DIRECTIONS FOR THIS TASK
Copy out the listing below with every "receives" changed to "gets" and nothing else altered. Leave the pictures out of your copy.

(Listing of where objects are located)
|---|

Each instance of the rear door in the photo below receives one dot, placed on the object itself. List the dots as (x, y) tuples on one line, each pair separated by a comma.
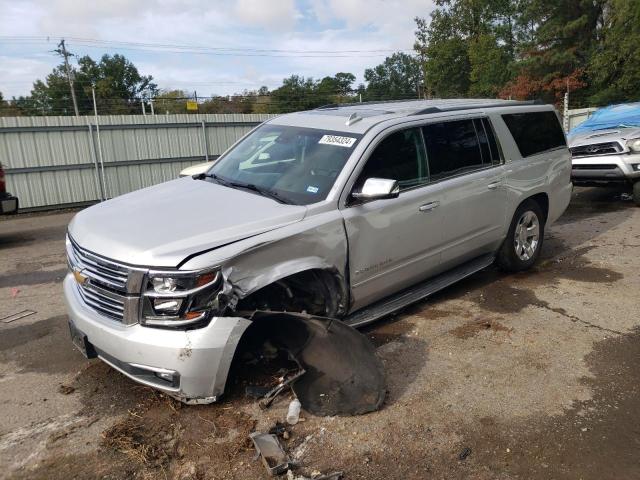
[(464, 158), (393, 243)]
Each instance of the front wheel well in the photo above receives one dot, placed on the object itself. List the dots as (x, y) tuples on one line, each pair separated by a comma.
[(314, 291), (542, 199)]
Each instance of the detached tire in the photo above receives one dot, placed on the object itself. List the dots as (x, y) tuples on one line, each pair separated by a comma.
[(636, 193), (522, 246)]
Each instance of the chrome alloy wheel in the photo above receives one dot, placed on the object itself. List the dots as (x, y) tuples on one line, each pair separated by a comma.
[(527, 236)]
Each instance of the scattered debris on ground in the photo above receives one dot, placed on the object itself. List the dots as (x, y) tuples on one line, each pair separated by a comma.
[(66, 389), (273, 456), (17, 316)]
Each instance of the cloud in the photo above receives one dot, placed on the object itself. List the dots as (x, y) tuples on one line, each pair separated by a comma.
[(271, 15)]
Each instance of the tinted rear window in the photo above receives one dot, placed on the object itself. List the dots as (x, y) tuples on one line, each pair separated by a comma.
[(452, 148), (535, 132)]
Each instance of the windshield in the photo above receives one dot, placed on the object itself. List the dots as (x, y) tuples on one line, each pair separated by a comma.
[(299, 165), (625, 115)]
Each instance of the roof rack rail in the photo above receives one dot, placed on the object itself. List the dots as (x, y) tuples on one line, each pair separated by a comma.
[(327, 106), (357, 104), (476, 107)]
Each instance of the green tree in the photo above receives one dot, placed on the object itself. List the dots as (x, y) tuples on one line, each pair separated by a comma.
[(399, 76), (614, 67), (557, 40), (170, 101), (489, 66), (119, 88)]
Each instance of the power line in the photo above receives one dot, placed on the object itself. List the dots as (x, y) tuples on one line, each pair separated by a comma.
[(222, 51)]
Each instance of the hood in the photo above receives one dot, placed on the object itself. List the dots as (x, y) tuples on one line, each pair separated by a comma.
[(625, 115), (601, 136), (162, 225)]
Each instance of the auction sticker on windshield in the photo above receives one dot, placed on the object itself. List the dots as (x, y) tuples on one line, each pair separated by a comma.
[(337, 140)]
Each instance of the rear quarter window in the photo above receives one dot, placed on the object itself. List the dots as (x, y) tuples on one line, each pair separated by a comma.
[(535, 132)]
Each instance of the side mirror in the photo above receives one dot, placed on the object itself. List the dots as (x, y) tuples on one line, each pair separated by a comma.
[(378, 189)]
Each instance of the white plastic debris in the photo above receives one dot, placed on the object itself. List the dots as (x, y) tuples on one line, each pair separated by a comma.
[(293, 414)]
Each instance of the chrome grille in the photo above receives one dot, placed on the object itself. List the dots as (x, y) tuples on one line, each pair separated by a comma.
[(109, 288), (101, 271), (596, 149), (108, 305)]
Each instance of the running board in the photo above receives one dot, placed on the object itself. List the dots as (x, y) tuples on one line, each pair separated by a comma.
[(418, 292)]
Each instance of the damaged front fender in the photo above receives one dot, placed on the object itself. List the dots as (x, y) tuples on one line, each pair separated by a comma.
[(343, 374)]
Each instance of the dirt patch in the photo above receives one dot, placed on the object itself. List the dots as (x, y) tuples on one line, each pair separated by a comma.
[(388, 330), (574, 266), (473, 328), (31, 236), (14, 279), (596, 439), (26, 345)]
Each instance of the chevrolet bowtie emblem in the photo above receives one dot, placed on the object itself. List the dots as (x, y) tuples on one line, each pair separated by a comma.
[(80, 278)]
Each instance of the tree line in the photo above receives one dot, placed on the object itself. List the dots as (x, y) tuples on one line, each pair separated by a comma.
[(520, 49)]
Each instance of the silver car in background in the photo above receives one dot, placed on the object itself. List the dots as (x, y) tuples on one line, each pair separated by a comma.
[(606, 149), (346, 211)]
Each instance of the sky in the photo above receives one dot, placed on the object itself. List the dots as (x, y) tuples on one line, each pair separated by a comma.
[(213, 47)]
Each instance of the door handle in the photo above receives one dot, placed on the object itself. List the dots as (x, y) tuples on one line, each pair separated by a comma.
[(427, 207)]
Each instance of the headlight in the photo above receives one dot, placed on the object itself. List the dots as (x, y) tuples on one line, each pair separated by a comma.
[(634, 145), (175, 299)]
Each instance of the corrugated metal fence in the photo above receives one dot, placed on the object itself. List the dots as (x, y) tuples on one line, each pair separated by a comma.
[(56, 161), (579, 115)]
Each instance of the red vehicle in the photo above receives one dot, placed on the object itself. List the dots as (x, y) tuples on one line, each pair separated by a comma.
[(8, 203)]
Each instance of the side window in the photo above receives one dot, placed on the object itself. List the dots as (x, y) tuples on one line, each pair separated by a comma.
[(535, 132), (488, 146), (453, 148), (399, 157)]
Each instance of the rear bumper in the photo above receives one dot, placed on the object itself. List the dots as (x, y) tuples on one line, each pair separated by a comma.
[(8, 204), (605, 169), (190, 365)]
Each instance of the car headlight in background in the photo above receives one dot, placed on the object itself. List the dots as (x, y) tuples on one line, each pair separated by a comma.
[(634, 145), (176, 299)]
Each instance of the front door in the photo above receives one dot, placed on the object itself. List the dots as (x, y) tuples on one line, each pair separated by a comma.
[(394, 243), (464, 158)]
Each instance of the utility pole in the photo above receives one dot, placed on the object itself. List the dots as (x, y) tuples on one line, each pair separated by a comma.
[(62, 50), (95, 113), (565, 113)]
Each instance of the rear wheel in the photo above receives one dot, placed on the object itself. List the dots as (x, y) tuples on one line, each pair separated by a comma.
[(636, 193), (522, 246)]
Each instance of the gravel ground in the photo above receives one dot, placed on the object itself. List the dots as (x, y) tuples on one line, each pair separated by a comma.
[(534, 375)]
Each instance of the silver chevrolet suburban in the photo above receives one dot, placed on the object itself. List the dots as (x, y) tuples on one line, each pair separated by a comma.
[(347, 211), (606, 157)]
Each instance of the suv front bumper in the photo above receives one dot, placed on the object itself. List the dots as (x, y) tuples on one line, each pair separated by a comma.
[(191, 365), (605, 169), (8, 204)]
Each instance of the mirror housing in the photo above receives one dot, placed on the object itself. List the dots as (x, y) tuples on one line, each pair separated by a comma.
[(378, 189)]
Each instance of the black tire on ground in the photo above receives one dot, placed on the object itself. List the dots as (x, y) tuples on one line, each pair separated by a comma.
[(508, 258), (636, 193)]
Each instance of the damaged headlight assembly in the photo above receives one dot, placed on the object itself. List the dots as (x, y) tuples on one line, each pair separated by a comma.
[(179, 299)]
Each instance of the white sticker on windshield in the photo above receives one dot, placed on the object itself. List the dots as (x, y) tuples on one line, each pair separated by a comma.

|---|

REPLY TO THE EXERCISE
Each instance of the rear door in the photo below gets one dot, placed on the object itself. List the dots as (x, y) tuples on one line, each pair separated by a comma.
[(464, 158), (393, 243)]
Each instance of the front wheel well in the photo above gets one dot, placed on the object itself. List the dots as (x, y) tuples on one line, each pair separated by a comma.
[(314, 291), (542, 199)]
Each instance of the detached tire in the photo above gets one dot, placed on the object itself. List the dots as (x, y) tuples on one line, each pair separated by a comma.
[(636, 193), (522, 246)]
Each instance of the chrome alloy wheel in the photo above gets one dot, placed on the object itself. List the dots as (x, y) tuples on one line, each pair separated by a comma.
[(527, 236)]
Each instance of the scattered debris on ground in the photo above gets one dot, placed on the object itself. List the dots as (x, y) tuples on one line, each pair separated by a comma.
[(66, 389), (273, 456), (17, 316)]
Each instance of the cloud in the photo above gets one dot, placed on the object itself. List the dots as (x, y) tuples on one line, each pair separated by a comma.
[(271, 15)]
Each instance of the tinted rear window in the photo above gets one dot, placed on the object itself. List the dots as (x, y) tuples on one line, each pair separated by a comma.
[(452, 148), (535, 132)]
Each instance of the windshield in the photo above gets one dot, placed on the object itself. List the dots as (x, y) tuples on one line, each pair separated by a comma.
[(299, 165), (625, 115)]
Each instance of the roof rack rail in the photo above gets one dot, placed on the object itself. List the dots as (x, y) tuples on one line, each pair separated by a comma.
[(327, 106), (357, 104), (476, 107)]
Each instance of the green tree in the photo above gets one dot, placed on the object itself. List the dots as (x, y) tuples on one line, each pair separated by a comma.
[(399, 76), (614, 67), (557, 40), (170, 101), (489, 66), (119, 88)]
Each instance of the power line in the photo above gets one dot, placed on the object itself. List the dots as (x, y) tuples on one line, each pair separated by a comma.
[(222, 51)]
Each instance of the hood in the photo above gets one dot, placed on the object itself. List the dots as (x, y) tuples on one line, each pair separated by a comma.
[(625, 115), (601, 136), (162, 225)]
Each instance of the auction sticker on windshield in the photo above gets one dot, placed on the object itself. List the dots as (x, y) tuples on one line, each pair separated by a comma.
[(337, 140)]
Each instance of the rear quarter window in the photo above gets one dot, placed on the object itself. List the dots as (x, y) tuples on one line, each pair separated by a comma.
[(535, 132)]
Each instance of the side mirror in the photo above gets one dot, placed on the object itself. List the dots as (x, y) tuples on one line, each pair separated by a comma.
[(378, 189)]
Each instance of the white plastic debris in the photo above gets one dot, placed on the object itself. List the dots as (x, y) tuples on one line, each pair separated by a comma.
[(293, 414)]
Each instance of the chrome grille in the photo above gets one dot, placed on the object itself. List the dots as (x, y) tuples on one line, each pair separated by a comma.
[(109, 288), (101, 271), (596, 149), (108, 305)]
Each instance of the running board in the photo above gets one dot, placed on the object itself. List the dots as (x, y) tuples on one line, each pair separated by a comma.
[(418, 292)]
Each instance of the damaged front fender in the photo above gets one dot, placed on the object itself. List the dots as (x, y) tuples on one line, each pair separated by a comma.
[(343, 374)]
Each instance of the dirt patch in the photo above gets one dot, placed on the object itself. List the dots as (x, y) tuples on one line, each pair separated by a comma.
[(388, 330), (574, 266), (473, 328), (31, 236), (14, 279), (596, 439), (26, 345)]
Each instance of the chevrolet bowtie emblem in the photo above gets one dot, placed on the object itself. List the dots as (x, y) tuples on one line, each pair separated by a comma.
[(80, 278)]
Each instance of the tree line in the photo above gets one dot, placed on the object itself. List the dots as (x, y) tuples on one line, each pair separated by a comma.
[(520, 49)]
Each instance of the silver car in background in the photo above gets one dot, placed on the object itself. List the dots as (x, y) tuples on one line, each pair separated by a comma.
[(606, 149), (346, 211)]
Each instance of the sky in the photo above gets one dot, placed on the object itself. List the dots as (x, y) tuples on one line, each pair separated by a comma.
[(213, 47)]
Each instance of the door handle in the photo above gets one dot, placed on the object itself. List the dots as (x, y) tuples on one line, each pair separated by a comma.
[(427, 207)]
Each instance of the headlight in the photo above gets one dot, placed on the object itself. List the dots as (x, y) tuples on one line, each pair separated by a comma.
[(634, 145), (175, 299)]
Each instance of the corrugated metal fence in the photo above gets one dot, placed on the object itself. List the dots as (x, y) tuples on one line, each pair separated by a comma.
[(56, 161), (579, 115)]
Each instance of the red vehicle in the photo above gets one dot, placed on the object itself. List the dots as (x, y) tuples on one line, each pair separated by a comma.
[(8, 203)]
Each instance of the side window in the photo above gets one dot, placed on the object itself. List the dots as (x, y) tuples on one line, each pair separated by a comma.
[(535, 132), (488, 146), (453, 148), (399, 157)]
Each instance of the rear bumper in the photo above gets one dot, placed on the object itself. List the dots as (x, y) tuples on one line, each pair separated by a comma.
[(8, 204), (605, 169), (190, 365)]
Each instance of the car headlight in background in the photo above gets one dot, placed on the object itself. List the dots as (x, y) tuples on one line, each pair separated by a comma.
[(634, 145), (176, 299)]
Each instance of the front door in the photo above gets one dot, placed on the object itself. List the dots as (x, y) tuples on one line, each pair separated by a comma.
[(394, 243), (464, 158)]
Each instance of the utility pole in the photo above gets one dot, placed on the object itself. List the dots as (x, y) tuples on one line, each pair separated by a comma.
[(62, 50), (95, 113), (565, 113)]
Each instance of the rear wheel in the photo above gets one dot, placed on the object itself. List the dots as (x, y) tuples on one line, each pair separated by a comma.
[(636, 193), (522, 246)]
Each instance of the gravel ground in the photo above gets one dot, placed on the object itself. List the dots as (x, y) tuples on one line, each pair separated by a comma.
[(534, 375)]
Each instance of the silver chevrolet suburban in the photo above gets one dot, placed on the object itself. List the dots as (x, y) tuples on one line, each pair separated by a comma.
[(347, 211), (606, 157)]
Each instance of the suv front bumper in the photo above gets one dot, placed on the object itself. List the dots as (x, y) tuples on one line, each pair separated by a comma.
[(191, 365), (605, 169), (8, 204)]
Each instance of the mirror housing in the photo above gets one dot, placed on the object itself. List the dots as (x, y) tuples on one line, each pair separated by a comma.
[(378, 189)]
Each instance of the black tire on ground in the photo above gets one dot, placed on the object itself. List the dots as (x, y) tuples on one line, each pair separated by a comma.
[(508, 258), (636, 193)]
Each instance of the damaged headlight assembly in the photo above gets one dot, placed on the object itself. List the dots as (x, y) tuples on one line, each pair separated by a comma.
[(179, 299)]
Each instance of the white sticker on windshield in the photo above gets one dot, placed on the object itself. List the dots as (x, y) tuples on one line, each pair separated by a comma.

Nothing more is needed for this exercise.